> Set problem: Report each line of the entries below that contains the string "drawer", copying every such line in full. Case counts when matching.

> Excerpted records:
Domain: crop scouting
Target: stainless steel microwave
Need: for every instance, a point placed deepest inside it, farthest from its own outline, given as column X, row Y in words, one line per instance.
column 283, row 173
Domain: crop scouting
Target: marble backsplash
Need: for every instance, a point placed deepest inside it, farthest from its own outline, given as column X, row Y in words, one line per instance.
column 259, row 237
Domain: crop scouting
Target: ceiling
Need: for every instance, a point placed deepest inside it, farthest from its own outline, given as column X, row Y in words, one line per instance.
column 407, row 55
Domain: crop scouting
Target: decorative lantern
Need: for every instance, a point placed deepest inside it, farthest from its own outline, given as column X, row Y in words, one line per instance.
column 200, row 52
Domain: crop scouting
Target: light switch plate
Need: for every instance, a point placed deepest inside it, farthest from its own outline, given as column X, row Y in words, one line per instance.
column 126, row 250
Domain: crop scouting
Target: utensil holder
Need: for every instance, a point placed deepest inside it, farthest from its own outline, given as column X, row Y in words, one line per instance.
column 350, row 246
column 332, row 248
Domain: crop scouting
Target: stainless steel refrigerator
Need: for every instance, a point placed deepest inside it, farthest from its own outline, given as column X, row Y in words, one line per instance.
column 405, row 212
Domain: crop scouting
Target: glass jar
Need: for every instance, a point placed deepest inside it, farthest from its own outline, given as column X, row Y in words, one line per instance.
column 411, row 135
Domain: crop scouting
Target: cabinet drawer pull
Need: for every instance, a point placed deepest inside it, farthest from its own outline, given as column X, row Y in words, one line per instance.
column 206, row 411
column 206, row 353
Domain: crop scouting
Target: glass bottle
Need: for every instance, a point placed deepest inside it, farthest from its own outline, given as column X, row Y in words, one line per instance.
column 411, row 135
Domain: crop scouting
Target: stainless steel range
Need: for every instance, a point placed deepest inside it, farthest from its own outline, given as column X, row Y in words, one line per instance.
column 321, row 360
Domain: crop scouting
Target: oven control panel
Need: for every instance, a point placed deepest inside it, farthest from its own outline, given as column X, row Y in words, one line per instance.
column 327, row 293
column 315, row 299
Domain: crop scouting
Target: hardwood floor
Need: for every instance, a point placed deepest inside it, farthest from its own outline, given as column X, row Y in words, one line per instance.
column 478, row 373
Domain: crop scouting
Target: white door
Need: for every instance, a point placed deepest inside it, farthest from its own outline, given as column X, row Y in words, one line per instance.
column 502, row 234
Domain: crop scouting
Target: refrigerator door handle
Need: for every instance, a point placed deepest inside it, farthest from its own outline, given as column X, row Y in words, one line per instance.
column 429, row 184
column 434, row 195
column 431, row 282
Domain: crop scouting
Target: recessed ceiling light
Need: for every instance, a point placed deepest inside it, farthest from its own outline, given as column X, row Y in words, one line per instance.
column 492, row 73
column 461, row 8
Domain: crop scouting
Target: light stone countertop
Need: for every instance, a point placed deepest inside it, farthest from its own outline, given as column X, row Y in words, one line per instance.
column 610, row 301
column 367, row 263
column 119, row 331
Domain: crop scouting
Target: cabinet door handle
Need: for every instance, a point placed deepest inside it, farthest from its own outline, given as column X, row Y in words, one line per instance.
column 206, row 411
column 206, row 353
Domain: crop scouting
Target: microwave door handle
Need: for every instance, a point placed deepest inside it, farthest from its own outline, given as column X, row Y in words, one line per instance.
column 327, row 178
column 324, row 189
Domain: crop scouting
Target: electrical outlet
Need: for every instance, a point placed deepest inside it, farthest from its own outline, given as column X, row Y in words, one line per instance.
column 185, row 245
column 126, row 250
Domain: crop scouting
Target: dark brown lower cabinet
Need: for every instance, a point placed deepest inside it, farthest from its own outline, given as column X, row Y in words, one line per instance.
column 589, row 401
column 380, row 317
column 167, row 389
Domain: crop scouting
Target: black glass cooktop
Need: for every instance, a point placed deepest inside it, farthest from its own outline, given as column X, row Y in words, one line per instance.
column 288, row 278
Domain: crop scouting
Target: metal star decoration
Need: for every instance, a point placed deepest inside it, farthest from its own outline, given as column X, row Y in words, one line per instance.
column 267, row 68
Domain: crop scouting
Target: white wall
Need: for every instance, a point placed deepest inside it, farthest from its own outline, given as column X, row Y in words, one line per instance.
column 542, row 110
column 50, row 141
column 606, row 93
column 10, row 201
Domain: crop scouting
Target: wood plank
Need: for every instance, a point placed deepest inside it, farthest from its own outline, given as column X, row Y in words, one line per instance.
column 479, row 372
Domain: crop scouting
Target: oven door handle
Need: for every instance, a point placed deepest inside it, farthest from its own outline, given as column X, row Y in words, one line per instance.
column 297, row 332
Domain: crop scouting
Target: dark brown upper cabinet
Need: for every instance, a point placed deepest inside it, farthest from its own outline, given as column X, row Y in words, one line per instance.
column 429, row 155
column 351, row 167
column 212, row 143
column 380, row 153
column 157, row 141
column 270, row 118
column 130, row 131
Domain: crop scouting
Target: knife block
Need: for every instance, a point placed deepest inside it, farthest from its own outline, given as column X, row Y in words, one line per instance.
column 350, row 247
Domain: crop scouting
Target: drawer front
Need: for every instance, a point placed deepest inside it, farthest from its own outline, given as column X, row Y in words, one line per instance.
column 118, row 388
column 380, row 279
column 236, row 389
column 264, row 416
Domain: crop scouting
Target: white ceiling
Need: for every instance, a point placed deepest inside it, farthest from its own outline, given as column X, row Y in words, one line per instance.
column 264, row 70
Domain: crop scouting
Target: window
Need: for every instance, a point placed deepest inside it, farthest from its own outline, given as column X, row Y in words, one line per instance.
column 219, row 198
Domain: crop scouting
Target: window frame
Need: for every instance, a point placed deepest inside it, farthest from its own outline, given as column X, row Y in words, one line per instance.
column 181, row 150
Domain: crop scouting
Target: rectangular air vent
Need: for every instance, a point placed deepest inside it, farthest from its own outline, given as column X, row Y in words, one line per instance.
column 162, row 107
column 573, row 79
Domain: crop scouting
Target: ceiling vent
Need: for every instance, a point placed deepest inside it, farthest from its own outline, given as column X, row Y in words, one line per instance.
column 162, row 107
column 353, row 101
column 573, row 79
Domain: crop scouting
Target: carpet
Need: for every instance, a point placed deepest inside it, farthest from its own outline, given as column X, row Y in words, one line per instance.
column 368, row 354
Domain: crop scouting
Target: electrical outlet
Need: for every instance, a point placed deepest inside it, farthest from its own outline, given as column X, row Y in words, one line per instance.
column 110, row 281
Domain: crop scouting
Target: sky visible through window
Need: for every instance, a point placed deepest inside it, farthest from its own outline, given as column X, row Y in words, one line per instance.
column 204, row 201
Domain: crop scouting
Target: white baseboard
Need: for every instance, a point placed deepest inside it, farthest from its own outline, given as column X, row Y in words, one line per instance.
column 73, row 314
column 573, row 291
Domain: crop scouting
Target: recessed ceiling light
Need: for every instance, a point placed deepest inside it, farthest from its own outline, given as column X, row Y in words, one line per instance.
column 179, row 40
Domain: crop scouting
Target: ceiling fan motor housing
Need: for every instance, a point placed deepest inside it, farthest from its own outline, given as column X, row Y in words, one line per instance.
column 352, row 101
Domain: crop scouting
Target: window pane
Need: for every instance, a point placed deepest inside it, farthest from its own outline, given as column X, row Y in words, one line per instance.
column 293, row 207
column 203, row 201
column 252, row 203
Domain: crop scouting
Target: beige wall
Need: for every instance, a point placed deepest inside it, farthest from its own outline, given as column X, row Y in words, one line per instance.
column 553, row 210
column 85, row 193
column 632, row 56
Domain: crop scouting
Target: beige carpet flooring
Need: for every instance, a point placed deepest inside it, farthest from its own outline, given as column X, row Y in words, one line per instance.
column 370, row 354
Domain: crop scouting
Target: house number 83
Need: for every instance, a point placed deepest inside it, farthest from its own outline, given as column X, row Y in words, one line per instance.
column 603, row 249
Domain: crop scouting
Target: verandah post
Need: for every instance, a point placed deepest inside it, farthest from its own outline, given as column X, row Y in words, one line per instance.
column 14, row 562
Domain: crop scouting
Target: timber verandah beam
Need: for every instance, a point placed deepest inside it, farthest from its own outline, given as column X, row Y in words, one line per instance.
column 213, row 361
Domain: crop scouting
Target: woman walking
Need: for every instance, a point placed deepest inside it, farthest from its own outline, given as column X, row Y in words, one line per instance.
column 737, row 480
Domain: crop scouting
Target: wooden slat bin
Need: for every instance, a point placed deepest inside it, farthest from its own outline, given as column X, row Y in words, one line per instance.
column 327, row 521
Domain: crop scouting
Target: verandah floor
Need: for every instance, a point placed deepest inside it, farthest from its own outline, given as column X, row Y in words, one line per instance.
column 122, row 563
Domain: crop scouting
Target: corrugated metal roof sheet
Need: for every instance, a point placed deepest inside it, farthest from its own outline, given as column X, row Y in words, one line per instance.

> Answer to the problem:
Target: cabinet drawer pull
Target: drawer front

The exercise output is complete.